Excerpted data:

-*-*-

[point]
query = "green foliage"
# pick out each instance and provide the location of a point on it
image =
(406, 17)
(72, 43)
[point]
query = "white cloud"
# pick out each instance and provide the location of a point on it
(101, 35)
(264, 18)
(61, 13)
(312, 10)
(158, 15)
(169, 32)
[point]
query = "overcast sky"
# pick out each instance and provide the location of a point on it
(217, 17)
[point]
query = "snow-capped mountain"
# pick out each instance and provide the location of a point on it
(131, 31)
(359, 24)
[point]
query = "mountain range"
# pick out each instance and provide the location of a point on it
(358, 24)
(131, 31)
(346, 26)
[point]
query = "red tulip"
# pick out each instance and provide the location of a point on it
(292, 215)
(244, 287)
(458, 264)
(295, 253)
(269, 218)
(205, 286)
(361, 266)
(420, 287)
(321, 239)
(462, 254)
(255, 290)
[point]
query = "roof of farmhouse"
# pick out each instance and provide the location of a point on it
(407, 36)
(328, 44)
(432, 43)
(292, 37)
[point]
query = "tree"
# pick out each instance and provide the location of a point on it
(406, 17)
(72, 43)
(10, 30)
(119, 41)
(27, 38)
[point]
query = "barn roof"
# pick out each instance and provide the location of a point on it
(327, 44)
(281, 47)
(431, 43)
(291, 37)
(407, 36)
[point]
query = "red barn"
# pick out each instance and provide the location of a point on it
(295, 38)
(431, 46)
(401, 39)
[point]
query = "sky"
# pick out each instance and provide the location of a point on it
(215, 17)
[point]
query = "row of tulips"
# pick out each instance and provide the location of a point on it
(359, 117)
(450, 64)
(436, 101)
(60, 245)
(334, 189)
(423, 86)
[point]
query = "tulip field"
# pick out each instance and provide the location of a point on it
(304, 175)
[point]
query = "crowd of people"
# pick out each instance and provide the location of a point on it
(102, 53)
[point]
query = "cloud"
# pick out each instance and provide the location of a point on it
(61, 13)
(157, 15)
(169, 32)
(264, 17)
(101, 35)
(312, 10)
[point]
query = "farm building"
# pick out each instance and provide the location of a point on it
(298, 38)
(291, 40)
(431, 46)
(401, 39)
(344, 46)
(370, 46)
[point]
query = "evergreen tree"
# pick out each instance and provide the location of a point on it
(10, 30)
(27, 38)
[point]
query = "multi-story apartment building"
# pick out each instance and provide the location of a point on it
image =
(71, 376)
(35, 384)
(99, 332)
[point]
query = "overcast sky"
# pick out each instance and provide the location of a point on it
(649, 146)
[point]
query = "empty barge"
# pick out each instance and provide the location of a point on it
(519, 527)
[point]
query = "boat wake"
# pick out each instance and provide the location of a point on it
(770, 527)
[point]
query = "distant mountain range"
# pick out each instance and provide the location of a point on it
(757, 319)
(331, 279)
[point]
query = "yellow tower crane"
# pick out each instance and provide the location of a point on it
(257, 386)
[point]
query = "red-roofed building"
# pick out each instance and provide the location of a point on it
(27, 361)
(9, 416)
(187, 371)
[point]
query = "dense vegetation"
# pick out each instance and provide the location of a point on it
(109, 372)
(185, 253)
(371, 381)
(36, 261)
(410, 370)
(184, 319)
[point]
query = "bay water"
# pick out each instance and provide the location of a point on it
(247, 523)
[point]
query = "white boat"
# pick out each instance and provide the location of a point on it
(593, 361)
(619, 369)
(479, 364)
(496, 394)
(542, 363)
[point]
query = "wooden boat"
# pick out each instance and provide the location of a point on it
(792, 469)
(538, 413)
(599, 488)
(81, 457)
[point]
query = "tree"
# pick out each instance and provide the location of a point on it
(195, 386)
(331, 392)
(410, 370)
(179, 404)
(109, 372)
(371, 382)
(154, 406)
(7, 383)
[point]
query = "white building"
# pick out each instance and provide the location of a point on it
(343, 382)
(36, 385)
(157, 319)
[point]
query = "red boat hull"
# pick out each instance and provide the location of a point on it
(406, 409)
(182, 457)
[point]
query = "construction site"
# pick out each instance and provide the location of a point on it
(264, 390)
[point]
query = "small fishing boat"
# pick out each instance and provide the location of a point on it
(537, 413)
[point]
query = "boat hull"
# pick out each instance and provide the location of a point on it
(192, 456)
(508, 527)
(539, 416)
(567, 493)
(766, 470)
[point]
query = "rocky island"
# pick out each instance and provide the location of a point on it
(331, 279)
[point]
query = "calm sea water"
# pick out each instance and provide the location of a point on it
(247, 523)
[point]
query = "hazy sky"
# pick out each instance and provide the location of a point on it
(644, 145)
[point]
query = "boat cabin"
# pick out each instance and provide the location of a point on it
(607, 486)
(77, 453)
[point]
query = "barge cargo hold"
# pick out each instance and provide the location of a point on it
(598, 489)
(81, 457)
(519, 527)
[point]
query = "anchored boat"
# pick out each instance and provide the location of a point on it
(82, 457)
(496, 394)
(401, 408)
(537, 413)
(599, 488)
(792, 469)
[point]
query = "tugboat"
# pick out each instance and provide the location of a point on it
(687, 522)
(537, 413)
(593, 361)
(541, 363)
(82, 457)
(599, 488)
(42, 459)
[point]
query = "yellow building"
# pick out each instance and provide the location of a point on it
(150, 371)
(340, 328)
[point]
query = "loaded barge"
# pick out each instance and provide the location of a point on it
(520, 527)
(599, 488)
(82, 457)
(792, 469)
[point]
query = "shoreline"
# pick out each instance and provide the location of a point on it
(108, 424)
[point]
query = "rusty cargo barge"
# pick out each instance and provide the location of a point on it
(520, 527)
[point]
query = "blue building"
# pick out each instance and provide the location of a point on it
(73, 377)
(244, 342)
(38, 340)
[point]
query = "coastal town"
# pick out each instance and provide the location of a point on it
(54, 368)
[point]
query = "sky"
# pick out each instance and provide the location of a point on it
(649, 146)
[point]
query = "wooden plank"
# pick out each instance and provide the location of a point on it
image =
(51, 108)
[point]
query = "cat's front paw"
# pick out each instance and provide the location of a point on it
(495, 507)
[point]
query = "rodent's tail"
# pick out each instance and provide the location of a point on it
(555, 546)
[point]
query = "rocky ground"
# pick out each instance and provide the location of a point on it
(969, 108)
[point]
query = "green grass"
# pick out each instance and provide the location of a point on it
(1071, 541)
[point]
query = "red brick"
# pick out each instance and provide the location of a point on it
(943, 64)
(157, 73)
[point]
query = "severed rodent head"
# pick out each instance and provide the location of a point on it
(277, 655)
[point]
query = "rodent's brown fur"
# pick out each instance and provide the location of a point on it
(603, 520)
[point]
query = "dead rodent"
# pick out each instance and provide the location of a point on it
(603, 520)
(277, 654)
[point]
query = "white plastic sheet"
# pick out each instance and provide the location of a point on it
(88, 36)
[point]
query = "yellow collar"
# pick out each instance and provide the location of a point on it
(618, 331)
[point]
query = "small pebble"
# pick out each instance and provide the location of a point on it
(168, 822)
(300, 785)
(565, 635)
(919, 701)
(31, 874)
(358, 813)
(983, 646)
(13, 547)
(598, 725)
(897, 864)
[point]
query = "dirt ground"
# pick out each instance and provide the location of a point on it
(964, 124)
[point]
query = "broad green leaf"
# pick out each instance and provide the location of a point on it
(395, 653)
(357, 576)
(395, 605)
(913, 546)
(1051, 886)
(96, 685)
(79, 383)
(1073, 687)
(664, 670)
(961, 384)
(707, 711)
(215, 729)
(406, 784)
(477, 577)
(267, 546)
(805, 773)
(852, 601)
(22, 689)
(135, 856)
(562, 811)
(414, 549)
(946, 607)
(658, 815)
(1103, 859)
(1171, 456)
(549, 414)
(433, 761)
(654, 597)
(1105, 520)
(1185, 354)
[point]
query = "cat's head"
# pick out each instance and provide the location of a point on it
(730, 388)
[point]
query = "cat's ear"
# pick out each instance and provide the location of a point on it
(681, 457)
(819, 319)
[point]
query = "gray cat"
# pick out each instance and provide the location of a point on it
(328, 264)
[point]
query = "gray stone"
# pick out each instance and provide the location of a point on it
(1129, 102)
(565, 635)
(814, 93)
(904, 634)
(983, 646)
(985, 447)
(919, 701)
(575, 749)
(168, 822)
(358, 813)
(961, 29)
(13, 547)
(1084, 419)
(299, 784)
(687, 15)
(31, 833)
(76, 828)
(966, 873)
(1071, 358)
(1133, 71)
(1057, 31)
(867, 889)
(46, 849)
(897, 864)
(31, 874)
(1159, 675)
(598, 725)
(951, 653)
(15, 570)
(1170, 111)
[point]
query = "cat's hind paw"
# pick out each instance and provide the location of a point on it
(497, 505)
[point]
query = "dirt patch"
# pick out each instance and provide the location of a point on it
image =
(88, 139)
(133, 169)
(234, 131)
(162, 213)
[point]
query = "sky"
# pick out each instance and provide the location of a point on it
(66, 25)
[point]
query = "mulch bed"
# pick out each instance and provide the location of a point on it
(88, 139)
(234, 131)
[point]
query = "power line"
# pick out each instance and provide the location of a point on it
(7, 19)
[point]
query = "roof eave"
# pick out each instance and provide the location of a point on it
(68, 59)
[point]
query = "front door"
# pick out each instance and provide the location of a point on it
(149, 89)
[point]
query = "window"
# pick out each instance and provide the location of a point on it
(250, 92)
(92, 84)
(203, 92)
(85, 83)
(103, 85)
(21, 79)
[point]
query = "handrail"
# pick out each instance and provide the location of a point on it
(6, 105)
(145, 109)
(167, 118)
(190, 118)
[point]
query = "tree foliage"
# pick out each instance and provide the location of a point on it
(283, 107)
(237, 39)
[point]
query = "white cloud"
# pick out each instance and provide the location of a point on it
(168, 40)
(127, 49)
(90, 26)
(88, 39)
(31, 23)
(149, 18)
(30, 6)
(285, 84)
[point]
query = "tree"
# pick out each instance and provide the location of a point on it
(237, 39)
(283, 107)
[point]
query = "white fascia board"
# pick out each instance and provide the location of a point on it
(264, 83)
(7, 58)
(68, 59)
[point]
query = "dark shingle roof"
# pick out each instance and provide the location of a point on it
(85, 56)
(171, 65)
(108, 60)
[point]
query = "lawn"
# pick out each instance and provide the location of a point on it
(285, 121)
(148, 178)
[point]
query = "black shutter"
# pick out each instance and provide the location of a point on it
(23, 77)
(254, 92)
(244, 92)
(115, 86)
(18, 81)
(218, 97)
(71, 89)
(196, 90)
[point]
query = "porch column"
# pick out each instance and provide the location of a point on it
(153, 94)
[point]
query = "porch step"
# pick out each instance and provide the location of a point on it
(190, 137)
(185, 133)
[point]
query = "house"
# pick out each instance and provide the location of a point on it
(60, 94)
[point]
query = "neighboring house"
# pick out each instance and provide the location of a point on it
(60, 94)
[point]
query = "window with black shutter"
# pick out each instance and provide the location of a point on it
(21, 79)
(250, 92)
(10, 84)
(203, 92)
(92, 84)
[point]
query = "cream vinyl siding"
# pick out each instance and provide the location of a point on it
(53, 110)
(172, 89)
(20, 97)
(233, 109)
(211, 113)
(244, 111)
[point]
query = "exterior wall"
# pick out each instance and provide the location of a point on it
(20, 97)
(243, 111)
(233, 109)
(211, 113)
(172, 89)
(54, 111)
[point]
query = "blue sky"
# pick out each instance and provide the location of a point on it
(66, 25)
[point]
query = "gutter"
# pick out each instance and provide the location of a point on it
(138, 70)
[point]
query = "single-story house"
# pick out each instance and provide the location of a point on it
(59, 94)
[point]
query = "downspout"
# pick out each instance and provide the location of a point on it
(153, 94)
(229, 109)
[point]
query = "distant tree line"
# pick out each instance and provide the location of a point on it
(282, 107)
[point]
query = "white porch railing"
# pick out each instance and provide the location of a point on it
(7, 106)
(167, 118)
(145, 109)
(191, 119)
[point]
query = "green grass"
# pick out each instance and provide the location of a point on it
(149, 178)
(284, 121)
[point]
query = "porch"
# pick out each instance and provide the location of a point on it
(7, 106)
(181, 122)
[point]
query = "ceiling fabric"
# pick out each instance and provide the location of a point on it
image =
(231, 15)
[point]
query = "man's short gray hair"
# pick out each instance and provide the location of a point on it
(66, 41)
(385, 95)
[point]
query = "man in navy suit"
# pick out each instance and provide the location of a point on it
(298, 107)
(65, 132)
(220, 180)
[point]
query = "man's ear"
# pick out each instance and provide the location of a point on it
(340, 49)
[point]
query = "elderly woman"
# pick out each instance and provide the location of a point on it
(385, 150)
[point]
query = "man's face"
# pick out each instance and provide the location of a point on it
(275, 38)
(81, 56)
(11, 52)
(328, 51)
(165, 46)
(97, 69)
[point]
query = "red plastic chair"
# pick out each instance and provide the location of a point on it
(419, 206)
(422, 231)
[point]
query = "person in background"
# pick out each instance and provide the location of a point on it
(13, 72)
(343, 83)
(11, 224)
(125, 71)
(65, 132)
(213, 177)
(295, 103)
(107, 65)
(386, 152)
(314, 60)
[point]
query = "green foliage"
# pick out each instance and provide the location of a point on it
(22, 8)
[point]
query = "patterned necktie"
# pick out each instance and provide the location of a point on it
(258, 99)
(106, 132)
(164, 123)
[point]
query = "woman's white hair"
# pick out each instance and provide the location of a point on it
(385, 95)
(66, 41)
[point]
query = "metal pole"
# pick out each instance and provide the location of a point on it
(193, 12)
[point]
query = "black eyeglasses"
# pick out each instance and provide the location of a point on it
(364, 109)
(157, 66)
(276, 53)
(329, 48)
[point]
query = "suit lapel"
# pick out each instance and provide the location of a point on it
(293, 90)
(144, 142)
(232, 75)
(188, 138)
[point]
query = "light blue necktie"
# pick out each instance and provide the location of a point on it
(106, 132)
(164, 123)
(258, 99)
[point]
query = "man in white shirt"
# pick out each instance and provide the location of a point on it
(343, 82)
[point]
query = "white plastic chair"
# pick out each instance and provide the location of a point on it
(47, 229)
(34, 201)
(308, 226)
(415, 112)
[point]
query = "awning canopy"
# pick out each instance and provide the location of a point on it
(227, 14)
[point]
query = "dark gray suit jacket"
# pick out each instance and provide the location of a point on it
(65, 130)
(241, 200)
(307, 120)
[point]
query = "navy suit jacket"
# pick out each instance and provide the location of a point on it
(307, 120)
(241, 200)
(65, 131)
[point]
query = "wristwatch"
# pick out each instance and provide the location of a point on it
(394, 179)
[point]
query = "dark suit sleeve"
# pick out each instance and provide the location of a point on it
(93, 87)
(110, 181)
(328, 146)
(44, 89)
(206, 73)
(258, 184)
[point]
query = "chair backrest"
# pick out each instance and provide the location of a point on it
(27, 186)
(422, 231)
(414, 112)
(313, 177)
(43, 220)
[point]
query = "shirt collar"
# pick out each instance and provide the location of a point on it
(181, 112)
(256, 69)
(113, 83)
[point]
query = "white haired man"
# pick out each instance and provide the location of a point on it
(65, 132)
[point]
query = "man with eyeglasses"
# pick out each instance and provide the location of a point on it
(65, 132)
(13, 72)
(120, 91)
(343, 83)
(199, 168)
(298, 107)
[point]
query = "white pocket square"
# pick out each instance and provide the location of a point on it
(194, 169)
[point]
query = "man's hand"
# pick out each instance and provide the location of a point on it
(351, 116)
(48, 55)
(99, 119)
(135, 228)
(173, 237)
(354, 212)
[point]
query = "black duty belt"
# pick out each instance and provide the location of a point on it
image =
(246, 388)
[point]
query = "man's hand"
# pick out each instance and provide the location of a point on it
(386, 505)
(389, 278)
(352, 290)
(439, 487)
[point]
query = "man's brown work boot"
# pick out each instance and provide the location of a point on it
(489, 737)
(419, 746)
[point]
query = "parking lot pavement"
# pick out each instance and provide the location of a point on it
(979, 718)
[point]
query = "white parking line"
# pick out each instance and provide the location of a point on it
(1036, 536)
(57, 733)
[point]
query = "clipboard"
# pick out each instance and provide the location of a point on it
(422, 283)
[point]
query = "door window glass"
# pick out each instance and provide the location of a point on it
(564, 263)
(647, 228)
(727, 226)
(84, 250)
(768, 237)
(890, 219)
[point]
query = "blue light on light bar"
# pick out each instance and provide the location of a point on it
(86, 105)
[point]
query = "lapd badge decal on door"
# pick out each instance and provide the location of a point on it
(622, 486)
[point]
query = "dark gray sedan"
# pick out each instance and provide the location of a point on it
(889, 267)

-*-*-

Pick out every line in the entries above that contains the word "yellow", and copy each of those lines.

query = "yellow tower crane"
query = "yellow building"
query = "yellow collar"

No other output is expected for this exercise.